Exercise requirements →
Print the data that follows exactly as it stands, from its first line through the line containing "Return the polygon of every instance of the woman's", and stop there.

Data to use →
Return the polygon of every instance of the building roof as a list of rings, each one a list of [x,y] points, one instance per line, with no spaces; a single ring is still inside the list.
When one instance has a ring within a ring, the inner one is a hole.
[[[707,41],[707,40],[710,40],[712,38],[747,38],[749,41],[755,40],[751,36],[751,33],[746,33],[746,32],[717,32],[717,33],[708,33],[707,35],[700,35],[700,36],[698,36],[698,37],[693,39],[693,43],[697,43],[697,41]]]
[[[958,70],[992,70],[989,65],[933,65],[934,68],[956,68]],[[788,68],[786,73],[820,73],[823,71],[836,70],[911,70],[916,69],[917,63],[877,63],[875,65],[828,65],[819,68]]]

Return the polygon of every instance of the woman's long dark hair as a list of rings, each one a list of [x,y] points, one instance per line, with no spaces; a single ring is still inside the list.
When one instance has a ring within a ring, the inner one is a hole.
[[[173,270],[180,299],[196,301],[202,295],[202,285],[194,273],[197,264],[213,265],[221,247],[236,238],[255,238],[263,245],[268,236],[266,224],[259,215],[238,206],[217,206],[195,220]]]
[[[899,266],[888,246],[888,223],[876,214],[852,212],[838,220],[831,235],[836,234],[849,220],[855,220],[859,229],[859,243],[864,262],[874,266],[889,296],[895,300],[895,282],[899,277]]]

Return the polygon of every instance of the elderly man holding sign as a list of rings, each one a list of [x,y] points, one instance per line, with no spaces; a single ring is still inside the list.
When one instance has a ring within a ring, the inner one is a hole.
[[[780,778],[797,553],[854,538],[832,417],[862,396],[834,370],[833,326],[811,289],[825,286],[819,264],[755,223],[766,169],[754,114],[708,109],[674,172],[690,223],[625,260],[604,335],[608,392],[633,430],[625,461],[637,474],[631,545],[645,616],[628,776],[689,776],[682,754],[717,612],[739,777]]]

Output of the exercise →
Return the polygon of every instance of the building roof as a list of rings, each one a list of [x,y] points, one instance per line, with no spaces; a single ring is still inside the list.
When one instance has a ring within a ring, the inner one is a hole.
[[[707,41],[707,40],[710,40],[712,38],[747,38],[749,41],[755,40],[751,36],[751,33],[746,33],[746,32],[717,32],[717,33],[708,33],[707,35],[700,35],[700,36],[698,36],[698,37],[693,39],[693,43],[697,43],[697,41]]]
[[[958,70],[992,70],[989,65],[933,65],[934,68],[956,68]],[[788,68],[786,73],[820,73],[823,71],[836,70],[911,70],[916,69],[917,63],[877,63],[875,65],[828,65],[819,68]]]

Return the polygon of every instance of the woman's long dark hair as a list of rings, each one a list of [x,y] points, one instance per line, with no spaces; a single ring is still inside the list.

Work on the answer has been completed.